- WORK REQUIRED -
Copy each of the items below word for word, keeping the same lines and order.

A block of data

++++++

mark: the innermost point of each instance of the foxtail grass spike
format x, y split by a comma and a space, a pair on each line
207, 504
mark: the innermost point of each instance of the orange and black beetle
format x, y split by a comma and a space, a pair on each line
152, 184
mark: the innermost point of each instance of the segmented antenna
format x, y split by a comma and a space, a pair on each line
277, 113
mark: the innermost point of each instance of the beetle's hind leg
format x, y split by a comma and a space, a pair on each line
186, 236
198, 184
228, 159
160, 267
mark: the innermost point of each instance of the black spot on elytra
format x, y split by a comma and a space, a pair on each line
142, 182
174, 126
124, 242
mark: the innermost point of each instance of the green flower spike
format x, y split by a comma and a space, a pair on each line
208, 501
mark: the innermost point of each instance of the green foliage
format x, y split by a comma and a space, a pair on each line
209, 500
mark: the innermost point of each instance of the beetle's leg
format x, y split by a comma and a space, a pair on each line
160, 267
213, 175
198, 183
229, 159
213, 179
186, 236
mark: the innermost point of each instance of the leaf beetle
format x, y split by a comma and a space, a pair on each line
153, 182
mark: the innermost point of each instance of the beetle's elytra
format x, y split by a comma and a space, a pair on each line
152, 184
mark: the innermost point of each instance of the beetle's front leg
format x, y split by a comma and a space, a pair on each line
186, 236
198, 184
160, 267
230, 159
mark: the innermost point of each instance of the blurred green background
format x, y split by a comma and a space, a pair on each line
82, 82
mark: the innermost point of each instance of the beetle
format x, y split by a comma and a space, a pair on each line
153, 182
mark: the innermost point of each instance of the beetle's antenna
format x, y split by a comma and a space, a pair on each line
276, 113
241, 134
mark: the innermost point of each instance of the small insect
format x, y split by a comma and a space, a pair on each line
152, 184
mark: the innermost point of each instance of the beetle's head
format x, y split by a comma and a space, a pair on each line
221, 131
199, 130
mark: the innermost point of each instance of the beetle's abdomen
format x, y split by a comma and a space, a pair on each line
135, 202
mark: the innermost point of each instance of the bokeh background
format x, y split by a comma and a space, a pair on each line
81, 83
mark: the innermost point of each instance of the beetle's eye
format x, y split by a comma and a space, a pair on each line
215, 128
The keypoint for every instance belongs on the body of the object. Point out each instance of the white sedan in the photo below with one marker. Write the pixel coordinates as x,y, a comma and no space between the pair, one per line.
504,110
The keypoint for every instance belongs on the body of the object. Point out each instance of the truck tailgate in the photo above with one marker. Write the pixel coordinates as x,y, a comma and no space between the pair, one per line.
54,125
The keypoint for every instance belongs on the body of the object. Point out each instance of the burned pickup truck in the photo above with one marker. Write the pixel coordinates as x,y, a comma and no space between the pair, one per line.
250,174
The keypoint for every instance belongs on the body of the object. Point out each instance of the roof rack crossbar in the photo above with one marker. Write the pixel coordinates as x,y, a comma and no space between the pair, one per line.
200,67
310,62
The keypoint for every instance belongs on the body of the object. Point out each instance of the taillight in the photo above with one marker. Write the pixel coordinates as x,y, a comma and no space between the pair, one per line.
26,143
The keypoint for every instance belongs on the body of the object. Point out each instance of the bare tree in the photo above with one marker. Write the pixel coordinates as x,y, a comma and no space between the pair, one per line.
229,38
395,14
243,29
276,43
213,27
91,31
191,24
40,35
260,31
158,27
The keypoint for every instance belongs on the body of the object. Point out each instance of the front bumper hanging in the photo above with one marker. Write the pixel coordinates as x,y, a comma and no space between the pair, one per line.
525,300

++++++

- SOLUTION TO THE PROBLEM -
mark: the innermost point of each instance of the foxtail grass spike
format x, y split by a comma and a space, a pair on each line
207, 504
mark: the innermost point of each instance of the orange and black beetle
format x, y split by a comma and a space, a pair on each line
152, 184
mark: the innermost point of each instance of the segmented antenna
format x, y split by a comma and a space, a pair on each line
277, 113
mark: the innermost point of each instance of the beetle's hind leg
format x, y split by a comma and a space, a pair on each line
186, 236
198, 184
228, 159
160, 267
mark: the innermost point of each instance of the black spot on elytra
format x, y split by a comma and a space, a pair on each line
142, 182
174, 126
124, 242
mark: the innermost point of each instance of the green flower spike
format x, y split by a comma and a space, a pair on each line
208, 501
mark: the innermost point of each instance of the green foliage
format x, y split by a comma and a space, a pair on each line
209, 500
mark: the innermost point of each instance of the beetle's leg
format x, y split by a comma and a space, a pair on each line
160, 267
213, 175
198, 183
229, 159
213, 179
186, 236
mark: the innermost point of each instance of the leaf beetle
format x, y split by a comma and a space, a pair on each line
153, 182
mark: the innermost point of each instance of the beetle's elytra
format x, y split by a comma and a space, a pair on each line
152, 184
mark: the innermost point of each instance of the beetle's front leg
format x, y split by a comma and a space, a pair on each line
186, 236
198, 184
160, 267
230, 159
mark: the innermost point of each instance of the blurred green background
format x, y split by a comma and a space, a pair on each line
82, 82
mark: the innermost point of each instance of the beetle
format x, y split by a comma and a space, a pair on each line
153, 182
mark: the innermost point of each instance of the beetle's antenna
format x, y split by a comma and a space, a pair on each line
276, 113
241, 134
mark: the innermost point of each instance of the small insect
format x, y split by a comma and a space, a pair on each line
152, 184
mark: the innermost point of each instance of the beetle's head
format x, y split by a comma and a space, a pair on each line
221, 131
199, 130
mark: the innermost point of each instance of the beetle's abdomen
format x, y split by a comma and a space, a pair on each line
135, 202
mark: the innermost point of each instance of the bokeh background
format x, y split by a comma and a space, a pair on each line
81, 83
mark: the innermost point of each instance of the beetle's eye
format x, y split by a comma and a space, a pair on each line
215, 128
The keypoint for every instance belongs on the body of the object. Point out each instance of the white sedan in the photo below with one marker. Write the pixel coordinates as x,y, a comma and no space between the pair, one per line.
504,110
The keypoint for every instance belongs on the body of the object. Point out each instance of the truck tailgate in the photo above with one marker. Write the pixel coordinates as x,y, a comma and no space between the pair, one per line.
54,125
The keypoint for every instance belongs on the body of the object. Point out each instance of the burned pickup truck in the photo above with one marker. Write the pixel coordinates as x,y, a comma and no space between the pair, one per line.
250,174
The keypoint for every instance belongs on the body of the object. Point out each instance of the roof rack crossbar in the photo above with one marker. Write the pixel coordinates as x,y, a comma and no space between the pair, one per line.
200,67
310,62
The keypoint for every instance belongs on the body of the object. Point out each instance of the taillight in the photo above with one marker. Write the pixel coordinates as x,y, a comma and no space between the pair, one per line.
26,143
The keypoint for every instance belongs on the body of the object. Point out each instance of the bare tree in the photo above with one marker. Write the pixel coordinates as x,y, a comma and no space between the pair, one per line.
229,38
395,14
243,29
276,43
213,27
91,31
191,24
40,35
260,31
158,27
The keypoint for every instance belongs on the body of the object. Point out each instance of the front bumper hanging in the photo above with one marker. Write the pixel coordinates as x,y, a comma and no space between the pair, one per line.
525,300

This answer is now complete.